**STUDY TEXT:**

Thursday, August 04, 2011

Ramadan, via an American born, somewhat new convert

I have been married to my Muslim, Egyptian husband for ten years.  For nine of those years I have been Muslim.  When my husband first explained the basics of the religion to me, I thought it was some thing I could get behind.  Saying "there is no God but God" in front of a witness, praying five times a day, fasting during the month of Ramadan, giving to charity, and making Haj in your lifetime if you have the means.  Hey....that doesn't seem to be too difficult! ( I may have misjudged my fortitude here a little.  OK, I did misjudge my fortitude here.  ALOT.)  I converted when we started talking about having children.  We wanted to bring our kids up in a home with religious a value system.  I myself pretty much have a laissez faire attitude; having never really been religious, per se.  My approach to Islam has been not unlike some people's approach so say.... Catholicism; Which is to say, I really rock at being Muslim twice a year: at Ramadan, and Eid al Fitr.  Even now, I don't so much consider myself religious. Religion is something I struggle with however, especially during Ramadan.

So.... Ramadan.  Ramadan is a month on the Arabic calendar.  It is the month in which the first verses of the Quran were revealed to the Prophet Mohammed. (PBUH)  It isn't just some general is an actual month.  Yes, a month.  During that time, there is fasting and religious reflection to be done. Wiki puts it like this: " It is the Islamic month of fasting, in which participating Muslims refrain from eatingdrinking and intimacy with their partners[1] during daylight hours and is intended to teach Muslims about patience, spirituality, humility and submissiveness to God. Muslims fast for the sake of God (Arabicالله, trans:Allah) and to offer more prayer than usual. " Let me take this time to expand a little on "fasting". It is a pretty broad term.  You are really abstaining from anything "questionable" during this time.  By the way, "questionable" is a term I decided on.  Here, let me give you and example of questionable:  Gossiping, losing your patience... cursing. All of those things are frowned upon during Ramadan.  I suppose, they are actually frowned upon all the time; but especially during Ramadan.  All of these things should be refrained from from the time I pray the morning prayer, (before sunrise) to the time the call to the evening prayer starts (around sundown).
You may ask: "Surely you must be able to at least drink water?"  
No we can not drink water, and don't call me Shirley.  Here is what you may not have during the day in Ramadan:  Water, food, cigarettes, or sex. By doing this you are supposed to appreciate what you have, and know what it is like for the people who have less than you, every single day of the year. However,  I am pretty sure that those people get to have sex in the daytime if they want.

**DATA IN THIS EXERCISE:**
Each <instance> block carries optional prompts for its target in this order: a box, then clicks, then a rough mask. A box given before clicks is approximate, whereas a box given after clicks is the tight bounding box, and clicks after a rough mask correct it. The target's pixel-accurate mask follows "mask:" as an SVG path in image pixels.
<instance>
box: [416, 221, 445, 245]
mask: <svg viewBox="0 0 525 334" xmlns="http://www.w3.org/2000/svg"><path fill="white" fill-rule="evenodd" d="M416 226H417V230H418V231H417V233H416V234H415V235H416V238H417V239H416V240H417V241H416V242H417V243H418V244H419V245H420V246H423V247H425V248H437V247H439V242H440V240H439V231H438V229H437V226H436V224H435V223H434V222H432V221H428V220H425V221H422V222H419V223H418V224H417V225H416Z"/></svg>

--

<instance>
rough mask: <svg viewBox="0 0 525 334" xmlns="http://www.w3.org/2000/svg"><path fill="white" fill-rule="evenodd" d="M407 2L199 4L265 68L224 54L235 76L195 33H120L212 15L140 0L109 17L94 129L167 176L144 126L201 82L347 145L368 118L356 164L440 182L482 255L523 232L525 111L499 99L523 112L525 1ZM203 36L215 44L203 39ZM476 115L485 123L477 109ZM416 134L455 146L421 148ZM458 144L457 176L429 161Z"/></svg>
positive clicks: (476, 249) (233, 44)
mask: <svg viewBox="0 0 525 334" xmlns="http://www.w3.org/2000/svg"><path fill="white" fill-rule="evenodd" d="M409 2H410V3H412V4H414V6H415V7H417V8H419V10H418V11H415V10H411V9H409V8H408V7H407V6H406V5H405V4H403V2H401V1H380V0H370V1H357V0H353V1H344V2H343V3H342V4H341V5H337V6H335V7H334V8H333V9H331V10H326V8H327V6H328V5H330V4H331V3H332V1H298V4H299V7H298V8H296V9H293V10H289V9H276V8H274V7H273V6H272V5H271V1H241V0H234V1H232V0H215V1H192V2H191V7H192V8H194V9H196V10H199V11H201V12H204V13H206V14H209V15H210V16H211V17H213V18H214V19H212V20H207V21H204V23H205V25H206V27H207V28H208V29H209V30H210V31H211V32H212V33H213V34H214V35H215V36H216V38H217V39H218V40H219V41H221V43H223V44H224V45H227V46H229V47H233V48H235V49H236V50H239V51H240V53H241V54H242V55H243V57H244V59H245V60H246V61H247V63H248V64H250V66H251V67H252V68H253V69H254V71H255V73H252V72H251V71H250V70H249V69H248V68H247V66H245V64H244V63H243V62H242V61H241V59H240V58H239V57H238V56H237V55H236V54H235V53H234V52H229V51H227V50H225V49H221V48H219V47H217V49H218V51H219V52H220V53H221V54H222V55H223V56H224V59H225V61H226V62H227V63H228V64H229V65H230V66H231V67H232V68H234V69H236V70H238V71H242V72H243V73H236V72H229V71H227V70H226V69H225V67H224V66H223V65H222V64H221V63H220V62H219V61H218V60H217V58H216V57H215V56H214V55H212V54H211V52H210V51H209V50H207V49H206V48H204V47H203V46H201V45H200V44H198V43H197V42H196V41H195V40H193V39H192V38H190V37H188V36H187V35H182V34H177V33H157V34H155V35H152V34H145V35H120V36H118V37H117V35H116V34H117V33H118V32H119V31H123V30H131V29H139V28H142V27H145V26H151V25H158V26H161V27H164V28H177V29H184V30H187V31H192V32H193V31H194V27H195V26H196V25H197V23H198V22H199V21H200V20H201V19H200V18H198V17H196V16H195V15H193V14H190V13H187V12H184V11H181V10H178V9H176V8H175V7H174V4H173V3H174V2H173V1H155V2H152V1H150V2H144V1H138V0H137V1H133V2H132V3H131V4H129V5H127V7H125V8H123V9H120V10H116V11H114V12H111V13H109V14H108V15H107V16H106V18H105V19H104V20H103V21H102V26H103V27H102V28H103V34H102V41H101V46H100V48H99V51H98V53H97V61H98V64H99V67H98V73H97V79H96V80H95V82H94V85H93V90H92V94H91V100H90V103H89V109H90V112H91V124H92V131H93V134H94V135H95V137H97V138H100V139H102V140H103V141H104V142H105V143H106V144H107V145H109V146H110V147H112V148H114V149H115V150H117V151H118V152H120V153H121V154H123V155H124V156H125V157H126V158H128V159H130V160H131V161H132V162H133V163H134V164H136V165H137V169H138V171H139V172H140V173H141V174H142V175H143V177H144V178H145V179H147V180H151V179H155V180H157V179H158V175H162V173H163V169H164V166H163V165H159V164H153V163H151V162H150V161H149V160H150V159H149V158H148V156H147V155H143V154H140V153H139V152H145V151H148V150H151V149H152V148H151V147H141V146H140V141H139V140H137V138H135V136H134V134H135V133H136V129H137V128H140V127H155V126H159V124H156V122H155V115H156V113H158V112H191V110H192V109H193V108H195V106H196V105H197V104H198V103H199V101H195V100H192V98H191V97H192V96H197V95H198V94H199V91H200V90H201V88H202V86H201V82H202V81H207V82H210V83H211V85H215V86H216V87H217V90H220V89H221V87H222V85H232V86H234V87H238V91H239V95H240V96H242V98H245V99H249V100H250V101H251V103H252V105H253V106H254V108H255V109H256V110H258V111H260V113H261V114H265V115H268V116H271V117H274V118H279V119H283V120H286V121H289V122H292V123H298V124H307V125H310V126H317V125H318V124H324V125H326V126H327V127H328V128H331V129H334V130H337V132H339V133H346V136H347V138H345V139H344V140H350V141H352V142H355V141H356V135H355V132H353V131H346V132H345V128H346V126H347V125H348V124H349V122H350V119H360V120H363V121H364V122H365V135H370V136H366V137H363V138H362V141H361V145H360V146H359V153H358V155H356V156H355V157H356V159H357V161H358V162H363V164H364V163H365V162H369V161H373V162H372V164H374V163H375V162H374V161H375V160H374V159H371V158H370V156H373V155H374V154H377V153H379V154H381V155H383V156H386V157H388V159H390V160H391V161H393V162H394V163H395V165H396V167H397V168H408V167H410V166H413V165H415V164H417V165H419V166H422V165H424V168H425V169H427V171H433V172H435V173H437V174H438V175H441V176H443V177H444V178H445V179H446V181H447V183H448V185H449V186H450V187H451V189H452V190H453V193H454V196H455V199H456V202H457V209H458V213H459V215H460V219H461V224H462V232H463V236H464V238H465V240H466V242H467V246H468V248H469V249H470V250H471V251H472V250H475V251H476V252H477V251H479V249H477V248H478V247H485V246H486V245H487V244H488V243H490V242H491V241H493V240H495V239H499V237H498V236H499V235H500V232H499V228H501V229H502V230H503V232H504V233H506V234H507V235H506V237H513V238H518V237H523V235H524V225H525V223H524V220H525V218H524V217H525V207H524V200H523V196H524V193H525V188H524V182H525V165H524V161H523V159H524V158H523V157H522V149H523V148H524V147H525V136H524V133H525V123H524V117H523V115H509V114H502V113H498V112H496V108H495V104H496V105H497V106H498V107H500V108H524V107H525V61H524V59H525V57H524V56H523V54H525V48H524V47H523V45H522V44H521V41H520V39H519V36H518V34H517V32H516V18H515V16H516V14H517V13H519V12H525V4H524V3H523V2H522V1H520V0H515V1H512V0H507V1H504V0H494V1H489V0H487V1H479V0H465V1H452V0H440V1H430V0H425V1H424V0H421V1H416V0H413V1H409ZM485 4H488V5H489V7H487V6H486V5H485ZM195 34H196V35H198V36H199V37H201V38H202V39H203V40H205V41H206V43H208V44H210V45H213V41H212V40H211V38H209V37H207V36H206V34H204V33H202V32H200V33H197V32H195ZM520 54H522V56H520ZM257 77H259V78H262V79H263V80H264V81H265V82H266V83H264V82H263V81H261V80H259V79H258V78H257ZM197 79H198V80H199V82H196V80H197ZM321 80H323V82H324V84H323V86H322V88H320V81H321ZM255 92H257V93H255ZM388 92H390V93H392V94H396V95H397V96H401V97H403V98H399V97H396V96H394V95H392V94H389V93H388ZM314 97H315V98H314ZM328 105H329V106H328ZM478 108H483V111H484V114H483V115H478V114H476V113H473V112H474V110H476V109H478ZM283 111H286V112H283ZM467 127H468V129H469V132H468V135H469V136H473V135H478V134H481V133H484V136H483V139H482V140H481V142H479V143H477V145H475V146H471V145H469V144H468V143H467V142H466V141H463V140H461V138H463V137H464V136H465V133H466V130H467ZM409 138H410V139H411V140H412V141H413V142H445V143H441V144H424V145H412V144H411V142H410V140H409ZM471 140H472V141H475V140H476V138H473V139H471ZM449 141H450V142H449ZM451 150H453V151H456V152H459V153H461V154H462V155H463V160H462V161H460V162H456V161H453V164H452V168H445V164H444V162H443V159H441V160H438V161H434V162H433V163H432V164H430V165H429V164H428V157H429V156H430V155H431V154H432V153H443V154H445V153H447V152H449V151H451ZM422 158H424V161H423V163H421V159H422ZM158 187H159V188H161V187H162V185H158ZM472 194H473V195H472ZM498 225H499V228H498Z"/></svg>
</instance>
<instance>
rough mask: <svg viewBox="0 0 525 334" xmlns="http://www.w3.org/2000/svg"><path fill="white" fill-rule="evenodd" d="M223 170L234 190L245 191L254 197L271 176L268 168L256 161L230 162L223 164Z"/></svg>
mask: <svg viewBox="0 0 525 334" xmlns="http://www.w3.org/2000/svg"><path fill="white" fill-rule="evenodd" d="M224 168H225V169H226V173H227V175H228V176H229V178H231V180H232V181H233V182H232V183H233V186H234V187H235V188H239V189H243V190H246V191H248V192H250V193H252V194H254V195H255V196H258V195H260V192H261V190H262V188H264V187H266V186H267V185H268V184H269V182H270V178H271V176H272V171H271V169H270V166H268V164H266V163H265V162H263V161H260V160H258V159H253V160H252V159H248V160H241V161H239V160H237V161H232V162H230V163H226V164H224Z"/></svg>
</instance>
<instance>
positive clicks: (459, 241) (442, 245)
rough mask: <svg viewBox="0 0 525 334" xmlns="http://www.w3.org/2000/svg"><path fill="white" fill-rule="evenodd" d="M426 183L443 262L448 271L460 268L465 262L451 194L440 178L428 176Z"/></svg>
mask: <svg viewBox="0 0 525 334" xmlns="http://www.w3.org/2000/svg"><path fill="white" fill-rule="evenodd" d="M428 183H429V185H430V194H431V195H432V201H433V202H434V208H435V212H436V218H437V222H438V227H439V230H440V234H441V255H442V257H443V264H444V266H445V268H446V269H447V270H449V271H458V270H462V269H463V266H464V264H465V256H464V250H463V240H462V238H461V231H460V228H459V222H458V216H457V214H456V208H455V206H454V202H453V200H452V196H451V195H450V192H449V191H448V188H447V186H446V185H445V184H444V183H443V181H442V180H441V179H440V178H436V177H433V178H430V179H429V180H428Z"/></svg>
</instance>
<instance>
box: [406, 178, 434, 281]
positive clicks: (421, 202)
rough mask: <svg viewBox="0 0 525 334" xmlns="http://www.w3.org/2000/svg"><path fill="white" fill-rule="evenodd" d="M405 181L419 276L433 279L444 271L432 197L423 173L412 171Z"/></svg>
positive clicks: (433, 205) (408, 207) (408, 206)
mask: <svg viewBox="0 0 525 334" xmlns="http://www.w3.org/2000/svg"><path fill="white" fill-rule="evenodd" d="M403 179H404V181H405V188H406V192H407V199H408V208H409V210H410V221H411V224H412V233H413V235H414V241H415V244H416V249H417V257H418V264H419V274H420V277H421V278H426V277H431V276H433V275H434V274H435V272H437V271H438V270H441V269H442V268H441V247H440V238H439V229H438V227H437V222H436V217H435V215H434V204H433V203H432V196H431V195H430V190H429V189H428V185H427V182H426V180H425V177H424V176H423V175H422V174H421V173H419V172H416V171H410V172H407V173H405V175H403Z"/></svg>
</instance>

**WHAT TO DO:**
a: Does each statement agree with the Ramadan post? (i) The writer has been Muslim for all ten years of the marriage. (ii) The writer converted when the couple started talking about having children. (iii) Drinking water is allowed during the day in Ramadan. Answer yes or no for each, quoting the words of the post that decide it.
b: Which lines in the rows contain the string "positive"? Show each of them in full.

**SOLUTIONS FOR EACH TASK:**
a:
(i) No: "For nine of those years I have been Muslim."
(ii) Yes: "I converted when we started talking about having children."
(iii) No: "No we can not drink water"

b:
positive clicks: (476, 249) (233, 44)
positive clicks: (459, 241) (442, 245)
positive clicks: (421, 202)
positive clicks: (433, 205) (408, 207) (408, 206)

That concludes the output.